Extracted data entries:
******************************

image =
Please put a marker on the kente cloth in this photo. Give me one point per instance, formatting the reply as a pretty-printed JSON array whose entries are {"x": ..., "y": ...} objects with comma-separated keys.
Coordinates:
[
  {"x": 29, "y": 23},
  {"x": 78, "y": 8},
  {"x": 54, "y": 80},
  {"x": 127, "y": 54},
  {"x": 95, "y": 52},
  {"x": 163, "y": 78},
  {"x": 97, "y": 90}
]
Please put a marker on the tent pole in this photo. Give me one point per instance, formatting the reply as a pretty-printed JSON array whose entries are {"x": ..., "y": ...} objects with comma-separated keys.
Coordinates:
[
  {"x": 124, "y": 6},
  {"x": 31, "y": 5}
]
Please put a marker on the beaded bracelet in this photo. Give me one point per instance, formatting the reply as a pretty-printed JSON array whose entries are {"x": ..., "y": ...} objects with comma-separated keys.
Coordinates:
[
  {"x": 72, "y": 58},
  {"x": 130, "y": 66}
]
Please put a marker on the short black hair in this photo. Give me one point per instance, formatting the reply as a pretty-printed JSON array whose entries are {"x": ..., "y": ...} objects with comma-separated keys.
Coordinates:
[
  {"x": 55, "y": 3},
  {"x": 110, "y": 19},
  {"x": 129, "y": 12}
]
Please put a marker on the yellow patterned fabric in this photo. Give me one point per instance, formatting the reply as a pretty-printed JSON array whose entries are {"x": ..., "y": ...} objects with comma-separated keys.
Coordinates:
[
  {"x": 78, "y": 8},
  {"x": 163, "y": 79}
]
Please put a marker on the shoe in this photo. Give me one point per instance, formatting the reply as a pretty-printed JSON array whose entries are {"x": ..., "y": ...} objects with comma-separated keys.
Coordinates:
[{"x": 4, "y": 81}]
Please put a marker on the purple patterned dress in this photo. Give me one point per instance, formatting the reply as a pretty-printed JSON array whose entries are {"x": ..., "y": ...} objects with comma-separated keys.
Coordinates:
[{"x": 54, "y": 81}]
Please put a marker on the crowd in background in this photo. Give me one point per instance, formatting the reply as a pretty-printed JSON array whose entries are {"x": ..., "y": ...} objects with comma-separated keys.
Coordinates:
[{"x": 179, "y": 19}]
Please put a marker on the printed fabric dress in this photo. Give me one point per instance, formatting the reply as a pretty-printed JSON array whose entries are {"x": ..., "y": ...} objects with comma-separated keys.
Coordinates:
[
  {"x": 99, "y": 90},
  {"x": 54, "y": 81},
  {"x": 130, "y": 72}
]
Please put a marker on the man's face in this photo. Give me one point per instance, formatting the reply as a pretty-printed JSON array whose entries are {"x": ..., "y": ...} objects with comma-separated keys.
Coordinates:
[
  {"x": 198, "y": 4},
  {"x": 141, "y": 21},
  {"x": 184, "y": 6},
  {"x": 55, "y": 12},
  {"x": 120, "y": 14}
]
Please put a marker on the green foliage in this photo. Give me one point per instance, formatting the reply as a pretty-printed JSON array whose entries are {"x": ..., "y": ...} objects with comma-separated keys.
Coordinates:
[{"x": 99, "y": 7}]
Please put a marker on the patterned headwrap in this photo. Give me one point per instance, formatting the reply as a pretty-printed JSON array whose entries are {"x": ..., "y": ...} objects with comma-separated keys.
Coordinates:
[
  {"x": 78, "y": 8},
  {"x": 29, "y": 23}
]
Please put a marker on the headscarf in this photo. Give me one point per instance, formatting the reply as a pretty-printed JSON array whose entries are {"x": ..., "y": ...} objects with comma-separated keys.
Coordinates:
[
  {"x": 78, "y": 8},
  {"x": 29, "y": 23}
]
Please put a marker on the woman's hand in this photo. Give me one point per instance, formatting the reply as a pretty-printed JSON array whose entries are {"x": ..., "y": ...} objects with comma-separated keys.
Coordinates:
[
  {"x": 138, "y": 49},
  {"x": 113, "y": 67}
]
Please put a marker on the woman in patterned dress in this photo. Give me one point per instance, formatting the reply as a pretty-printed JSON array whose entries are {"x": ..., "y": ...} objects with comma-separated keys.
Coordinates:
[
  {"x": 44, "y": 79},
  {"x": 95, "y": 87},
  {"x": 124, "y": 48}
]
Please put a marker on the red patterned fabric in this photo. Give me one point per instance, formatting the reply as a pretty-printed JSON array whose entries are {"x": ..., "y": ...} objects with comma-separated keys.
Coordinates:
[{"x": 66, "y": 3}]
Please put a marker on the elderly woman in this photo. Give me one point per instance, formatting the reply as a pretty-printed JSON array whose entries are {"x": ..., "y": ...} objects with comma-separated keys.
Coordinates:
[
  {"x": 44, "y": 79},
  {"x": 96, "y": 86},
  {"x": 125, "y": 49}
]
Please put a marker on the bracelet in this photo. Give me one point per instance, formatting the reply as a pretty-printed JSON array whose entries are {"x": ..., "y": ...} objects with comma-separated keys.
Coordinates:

******************************

_Task details_:
Please copy out the lines from the one containing "Please put a marker on the woman in" through the last line, swapping each "put a marker on" for "place a dot on" and keeping everything else identical.

_Output for this exercise_:
Please place a dot on the woman in patterned dress in this photo. Give me one point per instance, formatting the reply as a pretty-printed JSON array whose entries are {"x": ..., "y": ...} objects with comma-separated keys.
Coordinates:
[
  {"x": 44, "y": 79},
  {"x": 95, "y": 87},
  {"x": 124, "y": 48}
]
Please place a dot on the red patterned fabric in this photo. Give me one point per instance, formatting the reply as a pretty-printed JSON array whose entries are {"x": ..., "y": ...} objects with comma-separated keys.
Coordinates:
[{"x": 66, "y": 3}]
Please place a dot on the elderly woman in this photo. Give me one point per instance, formatting the reply as a pretty-printed JSON array whose entries are {"x": ..., "y": ...} objects with comma-separated keys.
Coordinates:
[
  {"x": 44, "y": 79},
  {"x": 96, "y": 86},
  {"x": 125, "y": 49}
]
Please place a dot on the bracelet in this photo. Give me one point per instance, formatting the reply as a pretty-printed JSON array whose entries are {"x": ..., "y": ...} objects with comma-separated keys.
Coordinates:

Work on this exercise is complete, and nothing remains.